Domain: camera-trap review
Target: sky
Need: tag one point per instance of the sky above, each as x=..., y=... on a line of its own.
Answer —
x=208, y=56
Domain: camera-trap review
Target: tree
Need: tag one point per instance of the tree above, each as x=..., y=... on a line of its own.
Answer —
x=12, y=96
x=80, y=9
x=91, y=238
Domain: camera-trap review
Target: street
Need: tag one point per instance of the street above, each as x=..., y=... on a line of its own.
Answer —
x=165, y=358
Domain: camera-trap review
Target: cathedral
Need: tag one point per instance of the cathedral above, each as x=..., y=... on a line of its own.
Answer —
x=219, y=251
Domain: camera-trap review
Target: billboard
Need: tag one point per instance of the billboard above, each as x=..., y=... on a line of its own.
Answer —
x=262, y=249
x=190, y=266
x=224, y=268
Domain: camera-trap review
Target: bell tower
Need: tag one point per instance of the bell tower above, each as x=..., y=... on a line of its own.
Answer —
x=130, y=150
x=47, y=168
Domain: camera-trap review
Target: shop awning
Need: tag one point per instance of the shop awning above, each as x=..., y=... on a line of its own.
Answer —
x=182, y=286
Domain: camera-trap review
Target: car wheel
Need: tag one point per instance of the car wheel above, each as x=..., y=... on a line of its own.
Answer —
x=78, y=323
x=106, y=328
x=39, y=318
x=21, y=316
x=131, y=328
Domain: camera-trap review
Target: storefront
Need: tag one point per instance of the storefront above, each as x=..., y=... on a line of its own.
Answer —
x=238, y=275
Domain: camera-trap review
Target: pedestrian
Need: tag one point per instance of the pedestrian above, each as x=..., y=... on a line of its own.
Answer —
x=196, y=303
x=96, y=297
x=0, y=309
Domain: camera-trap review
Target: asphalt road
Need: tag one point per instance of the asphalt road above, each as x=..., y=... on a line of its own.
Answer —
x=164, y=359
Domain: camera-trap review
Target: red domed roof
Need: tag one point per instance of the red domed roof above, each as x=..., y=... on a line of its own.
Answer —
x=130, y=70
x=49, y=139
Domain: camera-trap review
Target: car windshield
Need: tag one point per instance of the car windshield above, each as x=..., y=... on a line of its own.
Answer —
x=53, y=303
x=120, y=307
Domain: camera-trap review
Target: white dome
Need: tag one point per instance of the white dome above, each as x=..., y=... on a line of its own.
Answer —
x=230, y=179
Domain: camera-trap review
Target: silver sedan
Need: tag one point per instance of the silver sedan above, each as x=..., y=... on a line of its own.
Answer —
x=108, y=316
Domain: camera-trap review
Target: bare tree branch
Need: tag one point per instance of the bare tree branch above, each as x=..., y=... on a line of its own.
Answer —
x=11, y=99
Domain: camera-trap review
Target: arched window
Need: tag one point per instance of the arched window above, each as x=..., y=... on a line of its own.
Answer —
#####
-- PROBLEM --
Copy all of the material above word for word, keeping every line in its original order and form.

-- FINISHED ANSWER --
Domain: camera-trap review
Target: sky
Need: tag one point per instance of the sky above, each as x=..., y=... on a line of its own.
Answer —
x=208, y=56
Domain: camera-trap review
Target: tree
Need: tag one point per instance of the tree above, each as x=..., y=... on a line of its own.
Answer —
x=12, y=96
x=80, y=9
x=91, y=238
Domain: camera-trap review
Target: street
Need: tag one point per instance of the street above, each as x=..., y=... on a line of its own.
Answer —
x=165, y=358
Domain: camera-trap review
Target: cathedral
Need: tag one point per instance of the cathedral above, each as x=..., y=... on a line of its own.
Answer —
x=219, y=251
Domain: camera-trap review
Target: billboard
Need: tag one point per instance of the billboard above, each as x=..., y=... on a line of its own.
Answer —
x=262, y=249
x=190, y=266
x=224, y=268
Domain: camera-trap review
Target: bell tower
Need: tag one point per instance of the bell tower above, each as x=..., y=... on a line of its own.
Answer —
x=130, y=150
x=47, y=168
Domain: camera-trap review
Target: shop awning
Need: tag one point per instance of the shop awning above, each as x=..., y=... on a line of its own.
Answer —
x=182, y=286
Domain: camera-trap review
Target: car wheel
Need: tag one point per instance of the car wheel above, each as x=..., y=... on a line of its own.
Answer —
x=78, y=323
x=106, y=328
x=39, y=318
x=21, y=316
x=131, y=328
Domain: camera-trap review
Target: storefront
Need: tag one point per instance of the storefront above, each as x=..., y=... on a line of its own.
Answer —
x=238, y=275
Domain: camera-trap review
Target: pedestrian
Need: tag one point per instance of the pedestrian above, each as x=..., y=... on a line of its own.
Answer —
x=196, y=303
x=96, y=297
x=0, y=309
Domain: camera-trap review
Target: asphalt road
Need: tag one point per instance of the asphalt road above, each as x=..., y=... on a line of its own.
Answer —
x=164, y=359
Domain: camera-trap review
Target: red domed roof
Need: tag one point per instance of the red domed roof above, each as x=..., y=... on a line of its own.
Answer —
x=130, y=70
x=49, y=139
Domain: camera-trap review
Target: car windshield
Need: tag one point per instance of the car windshield above, each as x=..., y=... on a line of its own.
Answer —
x=53, y=303
x=120, y=307
Domain: camera-trap review
Target: white dome
Need: tag one point per instance of the white dome above, each as x=..., y=... on a line of its own.
Answer —
x=230, y=179
Domain: camera-trap review
Target: silver sedan
Need: tag one point per instance of the silver sedan above, each as x=..., y=... on a line of its own.
Answer —
x=108, y=316
Domain: camera-trap review
Target: bare tree branch
Need: tag one point per instance of the bare tree branch above, each as x=..., y=... on a line of its own.
Answer —
x=11, y=99
Domain: camera-trap review
Target: arched window
Need: tag one point per instance of the arched window above, each as x=..., y=... on a line of its own.
Answer —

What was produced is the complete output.